Problem description:
Among the entries below, how many lines have the string "building" in them? Only the number should be given.

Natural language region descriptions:
====

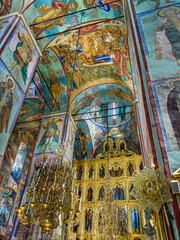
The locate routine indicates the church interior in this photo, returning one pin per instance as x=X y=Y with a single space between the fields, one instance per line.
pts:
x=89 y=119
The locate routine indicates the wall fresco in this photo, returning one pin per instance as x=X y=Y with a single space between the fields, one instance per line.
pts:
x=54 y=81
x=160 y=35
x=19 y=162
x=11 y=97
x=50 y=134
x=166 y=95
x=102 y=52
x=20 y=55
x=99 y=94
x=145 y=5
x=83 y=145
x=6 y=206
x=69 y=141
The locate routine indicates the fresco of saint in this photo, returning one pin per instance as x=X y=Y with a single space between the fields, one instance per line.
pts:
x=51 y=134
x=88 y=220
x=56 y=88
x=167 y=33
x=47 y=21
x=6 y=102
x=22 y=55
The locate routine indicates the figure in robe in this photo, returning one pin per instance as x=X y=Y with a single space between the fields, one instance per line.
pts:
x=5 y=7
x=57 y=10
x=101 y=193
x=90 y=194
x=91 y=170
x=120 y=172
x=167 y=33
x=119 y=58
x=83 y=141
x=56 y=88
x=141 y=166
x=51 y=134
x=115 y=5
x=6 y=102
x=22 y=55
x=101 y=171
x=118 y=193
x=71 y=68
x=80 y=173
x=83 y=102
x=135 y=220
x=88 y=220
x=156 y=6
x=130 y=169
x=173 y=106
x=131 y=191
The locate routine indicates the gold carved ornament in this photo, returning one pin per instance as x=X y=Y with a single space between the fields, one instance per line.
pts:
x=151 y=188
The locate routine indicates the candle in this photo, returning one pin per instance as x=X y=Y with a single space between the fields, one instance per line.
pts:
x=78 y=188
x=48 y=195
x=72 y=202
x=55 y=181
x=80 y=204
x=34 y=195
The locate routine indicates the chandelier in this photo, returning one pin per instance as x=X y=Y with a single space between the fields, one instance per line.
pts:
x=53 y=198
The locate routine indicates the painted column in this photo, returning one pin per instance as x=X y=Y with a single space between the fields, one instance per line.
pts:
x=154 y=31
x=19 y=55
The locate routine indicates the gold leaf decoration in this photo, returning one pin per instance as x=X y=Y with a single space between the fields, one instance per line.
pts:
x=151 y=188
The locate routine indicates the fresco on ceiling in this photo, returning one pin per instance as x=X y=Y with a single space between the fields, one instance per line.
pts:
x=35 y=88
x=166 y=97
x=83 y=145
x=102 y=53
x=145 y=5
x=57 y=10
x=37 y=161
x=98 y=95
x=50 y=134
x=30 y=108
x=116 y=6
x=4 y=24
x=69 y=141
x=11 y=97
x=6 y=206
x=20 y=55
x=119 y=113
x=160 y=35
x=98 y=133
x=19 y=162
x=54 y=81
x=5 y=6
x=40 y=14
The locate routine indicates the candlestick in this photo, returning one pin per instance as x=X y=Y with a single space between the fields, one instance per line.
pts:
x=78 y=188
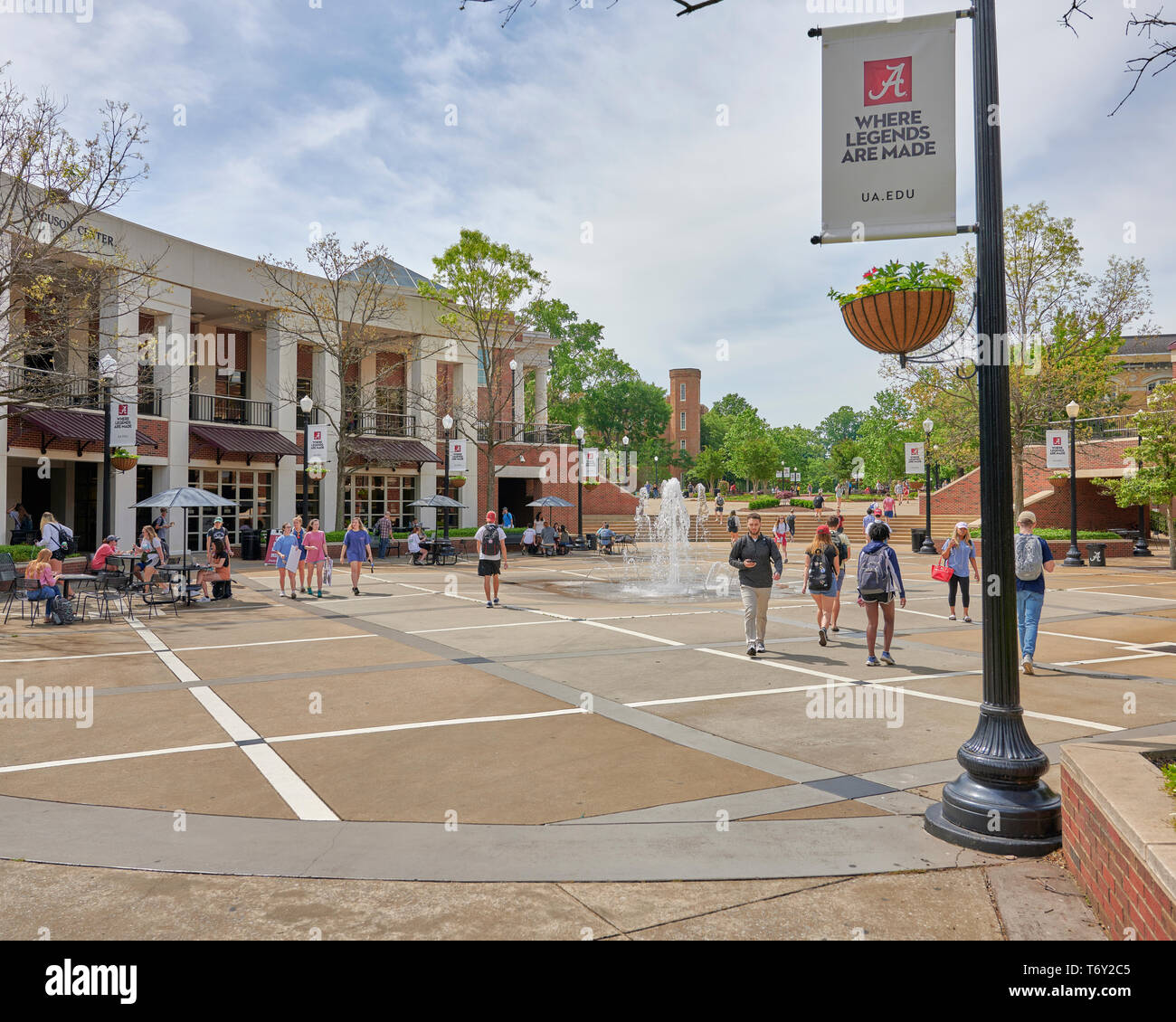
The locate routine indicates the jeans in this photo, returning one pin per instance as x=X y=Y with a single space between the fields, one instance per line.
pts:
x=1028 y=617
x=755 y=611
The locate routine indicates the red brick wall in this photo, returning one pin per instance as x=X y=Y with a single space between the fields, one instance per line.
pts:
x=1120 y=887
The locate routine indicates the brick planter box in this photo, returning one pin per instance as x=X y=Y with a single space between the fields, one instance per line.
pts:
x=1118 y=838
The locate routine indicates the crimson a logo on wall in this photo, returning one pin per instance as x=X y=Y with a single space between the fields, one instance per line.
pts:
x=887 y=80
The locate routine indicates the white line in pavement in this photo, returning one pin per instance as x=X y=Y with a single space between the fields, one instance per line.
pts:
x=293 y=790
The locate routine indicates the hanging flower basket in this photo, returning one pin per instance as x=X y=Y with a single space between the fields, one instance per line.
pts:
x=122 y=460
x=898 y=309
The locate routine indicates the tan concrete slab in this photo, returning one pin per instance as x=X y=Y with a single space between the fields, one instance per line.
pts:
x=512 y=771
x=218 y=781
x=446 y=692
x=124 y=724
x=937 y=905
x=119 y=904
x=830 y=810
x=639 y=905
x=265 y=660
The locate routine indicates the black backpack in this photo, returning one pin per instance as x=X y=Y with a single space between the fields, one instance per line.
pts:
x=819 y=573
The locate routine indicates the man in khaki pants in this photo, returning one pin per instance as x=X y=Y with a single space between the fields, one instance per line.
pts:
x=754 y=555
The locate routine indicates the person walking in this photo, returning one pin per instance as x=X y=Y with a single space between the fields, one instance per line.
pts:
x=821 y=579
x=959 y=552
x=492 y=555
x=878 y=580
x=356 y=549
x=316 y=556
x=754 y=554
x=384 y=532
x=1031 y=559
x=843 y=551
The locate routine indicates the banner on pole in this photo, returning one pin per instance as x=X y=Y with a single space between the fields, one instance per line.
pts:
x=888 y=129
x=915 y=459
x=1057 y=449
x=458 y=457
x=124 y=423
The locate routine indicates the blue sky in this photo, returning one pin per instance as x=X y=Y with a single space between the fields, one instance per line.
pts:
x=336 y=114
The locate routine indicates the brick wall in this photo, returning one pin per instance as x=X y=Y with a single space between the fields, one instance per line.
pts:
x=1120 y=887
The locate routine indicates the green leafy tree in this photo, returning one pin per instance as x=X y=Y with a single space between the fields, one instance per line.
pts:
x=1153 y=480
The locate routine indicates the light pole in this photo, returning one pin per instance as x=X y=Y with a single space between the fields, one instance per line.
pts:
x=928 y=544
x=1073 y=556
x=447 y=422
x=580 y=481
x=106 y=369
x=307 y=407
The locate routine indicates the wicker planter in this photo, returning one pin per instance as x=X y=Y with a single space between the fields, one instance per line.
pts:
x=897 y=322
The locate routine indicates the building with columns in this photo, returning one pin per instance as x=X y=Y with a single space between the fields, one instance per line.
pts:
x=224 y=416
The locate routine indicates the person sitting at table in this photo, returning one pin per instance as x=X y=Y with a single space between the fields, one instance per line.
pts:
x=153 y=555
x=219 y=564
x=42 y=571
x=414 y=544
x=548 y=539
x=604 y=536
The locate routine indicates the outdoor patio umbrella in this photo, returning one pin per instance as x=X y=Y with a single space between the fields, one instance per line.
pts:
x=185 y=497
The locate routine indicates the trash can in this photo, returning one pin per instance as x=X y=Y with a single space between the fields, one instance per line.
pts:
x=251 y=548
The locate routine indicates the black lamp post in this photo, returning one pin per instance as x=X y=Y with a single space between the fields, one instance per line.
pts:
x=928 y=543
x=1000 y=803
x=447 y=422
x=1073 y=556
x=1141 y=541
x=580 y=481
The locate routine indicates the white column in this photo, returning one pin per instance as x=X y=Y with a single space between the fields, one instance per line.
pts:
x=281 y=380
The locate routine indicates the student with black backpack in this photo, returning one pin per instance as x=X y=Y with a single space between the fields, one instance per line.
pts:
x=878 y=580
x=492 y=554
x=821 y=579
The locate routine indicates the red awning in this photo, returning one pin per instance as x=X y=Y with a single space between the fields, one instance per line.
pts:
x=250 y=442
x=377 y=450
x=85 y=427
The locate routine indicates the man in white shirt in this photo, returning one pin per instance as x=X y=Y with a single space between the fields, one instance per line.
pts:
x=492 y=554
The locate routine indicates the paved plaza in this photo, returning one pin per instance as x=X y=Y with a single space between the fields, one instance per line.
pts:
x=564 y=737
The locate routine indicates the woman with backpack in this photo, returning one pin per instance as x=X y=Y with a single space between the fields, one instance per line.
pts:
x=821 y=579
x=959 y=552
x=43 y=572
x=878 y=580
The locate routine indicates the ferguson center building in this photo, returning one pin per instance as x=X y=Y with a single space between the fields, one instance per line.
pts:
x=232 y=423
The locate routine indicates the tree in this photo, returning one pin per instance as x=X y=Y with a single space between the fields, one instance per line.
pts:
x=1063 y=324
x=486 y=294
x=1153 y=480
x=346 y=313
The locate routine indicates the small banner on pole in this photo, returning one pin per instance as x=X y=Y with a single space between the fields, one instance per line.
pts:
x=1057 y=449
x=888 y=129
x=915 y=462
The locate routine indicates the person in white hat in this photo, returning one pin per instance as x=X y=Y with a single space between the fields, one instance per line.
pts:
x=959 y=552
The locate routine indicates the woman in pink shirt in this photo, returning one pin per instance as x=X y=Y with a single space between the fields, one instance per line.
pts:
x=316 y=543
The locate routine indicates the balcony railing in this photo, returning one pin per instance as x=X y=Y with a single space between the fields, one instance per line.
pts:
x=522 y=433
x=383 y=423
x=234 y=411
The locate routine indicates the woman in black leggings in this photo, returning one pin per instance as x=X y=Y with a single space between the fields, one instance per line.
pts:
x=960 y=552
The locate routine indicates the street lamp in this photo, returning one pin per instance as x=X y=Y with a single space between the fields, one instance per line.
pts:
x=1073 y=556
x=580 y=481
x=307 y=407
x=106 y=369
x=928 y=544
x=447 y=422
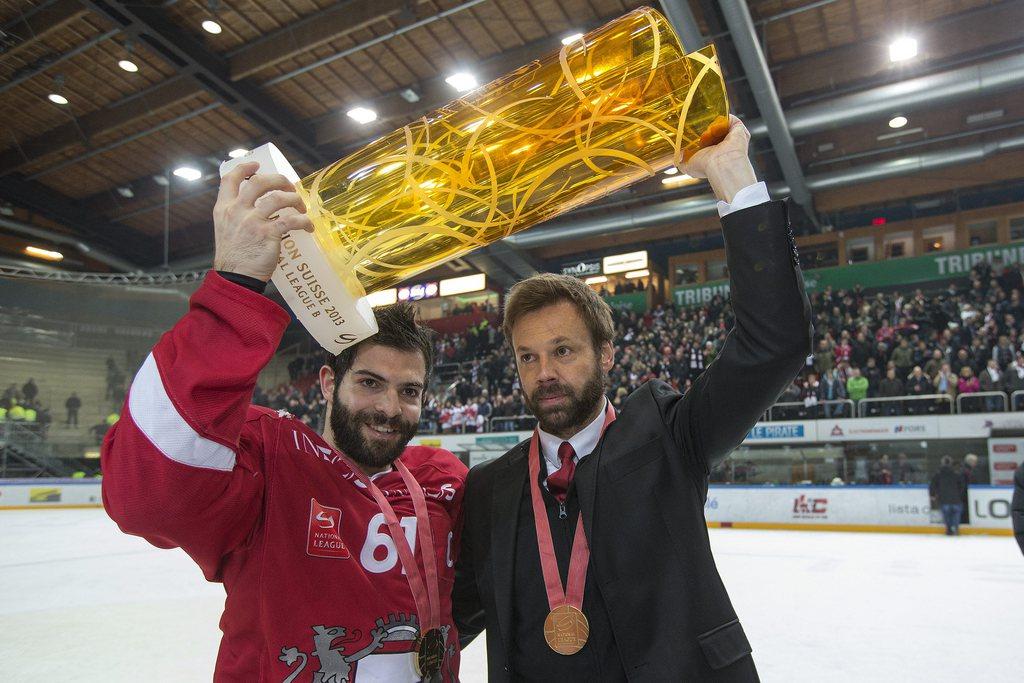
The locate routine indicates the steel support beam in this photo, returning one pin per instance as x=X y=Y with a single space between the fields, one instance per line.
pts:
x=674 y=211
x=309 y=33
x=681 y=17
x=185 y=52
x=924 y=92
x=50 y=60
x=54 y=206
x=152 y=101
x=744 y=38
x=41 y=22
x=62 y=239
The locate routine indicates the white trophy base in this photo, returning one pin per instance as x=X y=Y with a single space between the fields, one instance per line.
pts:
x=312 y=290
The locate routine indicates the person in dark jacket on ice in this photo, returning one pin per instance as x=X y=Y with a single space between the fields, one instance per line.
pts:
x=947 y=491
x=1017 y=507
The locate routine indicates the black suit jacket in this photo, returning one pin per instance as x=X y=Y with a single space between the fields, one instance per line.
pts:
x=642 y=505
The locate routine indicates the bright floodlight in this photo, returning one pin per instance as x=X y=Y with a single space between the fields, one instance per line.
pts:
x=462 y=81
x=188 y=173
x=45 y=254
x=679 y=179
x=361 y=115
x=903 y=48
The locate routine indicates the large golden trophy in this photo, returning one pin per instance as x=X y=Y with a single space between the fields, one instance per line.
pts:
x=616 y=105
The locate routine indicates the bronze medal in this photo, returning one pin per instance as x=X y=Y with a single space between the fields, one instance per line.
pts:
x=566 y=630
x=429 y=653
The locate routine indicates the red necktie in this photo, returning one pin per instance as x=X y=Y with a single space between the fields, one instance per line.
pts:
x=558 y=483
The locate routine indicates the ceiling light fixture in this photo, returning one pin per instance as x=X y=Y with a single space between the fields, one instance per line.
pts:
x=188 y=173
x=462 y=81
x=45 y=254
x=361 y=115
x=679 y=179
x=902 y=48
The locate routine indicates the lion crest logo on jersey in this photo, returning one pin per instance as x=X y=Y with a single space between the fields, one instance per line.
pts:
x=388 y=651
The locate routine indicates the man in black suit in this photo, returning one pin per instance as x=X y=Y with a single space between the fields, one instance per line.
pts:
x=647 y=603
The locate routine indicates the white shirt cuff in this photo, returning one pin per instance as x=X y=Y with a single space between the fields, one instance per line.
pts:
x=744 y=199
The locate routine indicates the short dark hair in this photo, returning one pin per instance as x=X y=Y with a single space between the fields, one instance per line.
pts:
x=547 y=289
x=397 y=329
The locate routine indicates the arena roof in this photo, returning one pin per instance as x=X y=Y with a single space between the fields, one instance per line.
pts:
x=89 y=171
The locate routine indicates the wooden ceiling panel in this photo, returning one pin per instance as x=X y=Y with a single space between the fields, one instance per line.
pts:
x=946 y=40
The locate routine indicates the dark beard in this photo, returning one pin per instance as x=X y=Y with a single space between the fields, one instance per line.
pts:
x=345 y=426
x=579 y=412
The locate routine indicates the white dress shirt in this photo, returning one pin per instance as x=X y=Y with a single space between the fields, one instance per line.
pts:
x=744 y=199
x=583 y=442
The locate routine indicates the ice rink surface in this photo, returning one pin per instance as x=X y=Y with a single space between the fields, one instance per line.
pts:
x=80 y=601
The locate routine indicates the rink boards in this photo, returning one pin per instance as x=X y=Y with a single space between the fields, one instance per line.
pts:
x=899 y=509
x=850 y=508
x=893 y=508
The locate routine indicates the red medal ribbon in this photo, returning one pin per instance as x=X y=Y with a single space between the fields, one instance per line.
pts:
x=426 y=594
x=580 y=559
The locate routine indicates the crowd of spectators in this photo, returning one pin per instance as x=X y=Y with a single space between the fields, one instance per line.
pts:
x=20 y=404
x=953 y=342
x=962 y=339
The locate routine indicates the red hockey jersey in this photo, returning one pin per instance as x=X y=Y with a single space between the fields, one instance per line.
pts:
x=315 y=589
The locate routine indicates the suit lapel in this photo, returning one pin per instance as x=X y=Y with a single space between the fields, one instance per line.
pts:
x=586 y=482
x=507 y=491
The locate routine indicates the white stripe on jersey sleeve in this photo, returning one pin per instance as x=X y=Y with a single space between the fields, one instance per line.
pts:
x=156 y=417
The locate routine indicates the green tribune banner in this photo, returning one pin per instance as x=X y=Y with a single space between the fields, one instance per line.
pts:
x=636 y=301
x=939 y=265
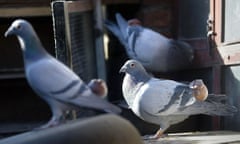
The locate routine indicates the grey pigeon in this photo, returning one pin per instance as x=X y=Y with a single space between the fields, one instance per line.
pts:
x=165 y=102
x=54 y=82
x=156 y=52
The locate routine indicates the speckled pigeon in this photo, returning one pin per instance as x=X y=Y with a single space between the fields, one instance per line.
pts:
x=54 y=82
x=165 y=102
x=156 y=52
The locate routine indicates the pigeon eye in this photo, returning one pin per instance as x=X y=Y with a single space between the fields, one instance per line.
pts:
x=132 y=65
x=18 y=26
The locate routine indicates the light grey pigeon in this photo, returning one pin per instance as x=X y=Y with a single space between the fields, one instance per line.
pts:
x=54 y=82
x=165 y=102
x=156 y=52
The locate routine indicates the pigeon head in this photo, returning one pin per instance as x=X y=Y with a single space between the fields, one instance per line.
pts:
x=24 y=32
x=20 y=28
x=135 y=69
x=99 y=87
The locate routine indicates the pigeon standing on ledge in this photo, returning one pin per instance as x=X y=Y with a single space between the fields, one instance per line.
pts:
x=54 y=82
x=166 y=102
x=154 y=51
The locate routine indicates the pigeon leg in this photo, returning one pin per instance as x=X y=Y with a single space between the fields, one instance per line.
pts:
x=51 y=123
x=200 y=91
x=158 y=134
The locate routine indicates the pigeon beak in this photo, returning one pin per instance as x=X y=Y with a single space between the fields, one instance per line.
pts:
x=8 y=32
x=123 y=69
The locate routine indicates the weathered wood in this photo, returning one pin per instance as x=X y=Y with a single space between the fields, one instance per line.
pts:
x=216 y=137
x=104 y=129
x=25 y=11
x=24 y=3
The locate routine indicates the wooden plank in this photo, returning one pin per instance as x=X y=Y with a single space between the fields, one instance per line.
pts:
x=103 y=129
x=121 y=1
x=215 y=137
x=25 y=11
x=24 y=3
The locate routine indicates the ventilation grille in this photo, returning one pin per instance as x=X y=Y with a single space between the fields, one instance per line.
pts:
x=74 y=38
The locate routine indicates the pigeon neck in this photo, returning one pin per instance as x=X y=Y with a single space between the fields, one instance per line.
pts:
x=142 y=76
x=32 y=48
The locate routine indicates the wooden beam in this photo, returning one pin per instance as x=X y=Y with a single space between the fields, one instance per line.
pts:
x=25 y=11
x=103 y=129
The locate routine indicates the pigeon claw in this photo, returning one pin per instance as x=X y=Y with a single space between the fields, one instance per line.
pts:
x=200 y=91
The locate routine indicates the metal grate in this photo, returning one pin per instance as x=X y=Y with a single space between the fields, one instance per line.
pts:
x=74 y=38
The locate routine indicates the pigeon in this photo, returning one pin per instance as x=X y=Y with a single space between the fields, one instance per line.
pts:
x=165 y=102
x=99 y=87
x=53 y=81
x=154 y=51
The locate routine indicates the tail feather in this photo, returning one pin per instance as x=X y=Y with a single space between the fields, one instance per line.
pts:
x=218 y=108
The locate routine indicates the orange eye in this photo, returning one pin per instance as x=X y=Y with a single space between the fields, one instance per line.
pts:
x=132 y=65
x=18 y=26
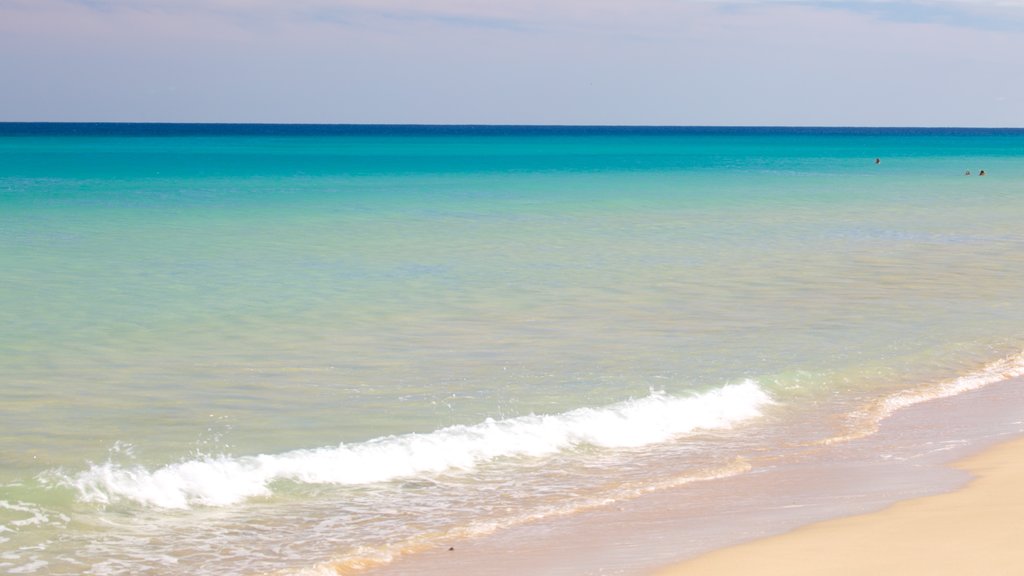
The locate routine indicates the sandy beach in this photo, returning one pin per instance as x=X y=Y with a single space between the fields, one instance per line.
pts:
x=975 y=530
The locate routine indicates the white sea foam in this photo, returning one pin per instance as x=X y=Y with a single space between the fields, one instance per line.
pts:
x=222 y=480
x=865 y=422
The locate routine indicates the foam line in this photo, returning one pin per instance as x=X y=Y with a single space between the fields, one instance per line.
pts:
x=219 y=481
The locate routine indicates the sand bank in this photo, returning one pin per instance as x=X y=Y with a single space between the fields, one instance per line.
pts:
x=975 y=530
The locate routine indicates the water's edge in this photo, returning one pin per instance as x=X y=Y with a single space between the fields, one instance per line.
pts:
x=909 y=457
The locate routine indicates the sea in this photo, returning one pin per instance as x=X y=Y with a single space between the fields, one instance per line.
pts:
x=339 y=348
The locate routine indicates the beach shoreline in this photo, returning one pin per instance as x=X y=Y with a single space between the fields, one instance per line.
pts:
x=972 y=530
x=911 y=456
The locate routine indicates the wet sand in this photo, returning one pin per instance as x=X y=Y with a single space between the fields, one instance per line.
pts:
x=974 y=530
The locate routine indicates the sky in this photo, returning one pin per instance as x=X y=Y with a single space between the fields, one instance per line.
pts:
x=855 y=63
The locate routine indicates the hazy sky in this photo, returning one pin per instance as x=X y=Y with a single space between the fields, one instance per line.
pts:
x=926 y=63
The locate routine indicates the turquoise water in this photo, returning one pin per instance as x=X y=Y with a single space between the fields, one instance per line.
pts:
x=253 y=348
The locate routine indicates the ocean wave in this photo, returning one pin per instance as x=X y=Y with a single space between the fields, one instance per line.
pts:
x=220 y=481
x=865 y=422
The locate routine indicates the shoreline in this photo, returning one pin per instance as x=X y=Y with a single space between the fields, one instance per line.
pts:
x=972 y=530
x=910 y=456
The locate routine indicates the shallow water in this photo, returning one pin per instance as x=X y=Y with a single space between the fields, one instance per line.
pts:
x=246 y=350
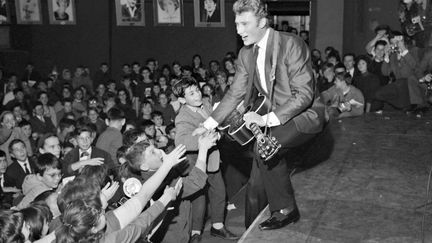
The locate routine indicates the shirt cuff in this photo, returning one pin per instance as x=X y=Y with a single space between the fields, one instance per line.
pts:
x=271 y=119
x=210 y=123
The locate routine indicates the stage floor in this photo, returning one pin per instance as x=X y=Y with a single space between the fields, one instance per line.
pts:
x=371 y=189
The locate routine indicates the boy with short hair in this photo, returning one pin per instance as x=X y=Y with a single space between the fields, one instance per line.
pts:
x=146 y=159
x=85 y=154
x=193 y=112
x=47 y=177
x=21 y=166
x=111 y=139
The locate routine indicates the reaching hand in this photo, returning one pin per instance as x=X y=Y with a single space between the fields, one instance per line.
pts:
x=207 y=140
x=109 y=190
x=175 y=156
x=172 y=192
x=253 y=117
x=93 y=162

====

Problem solution:
2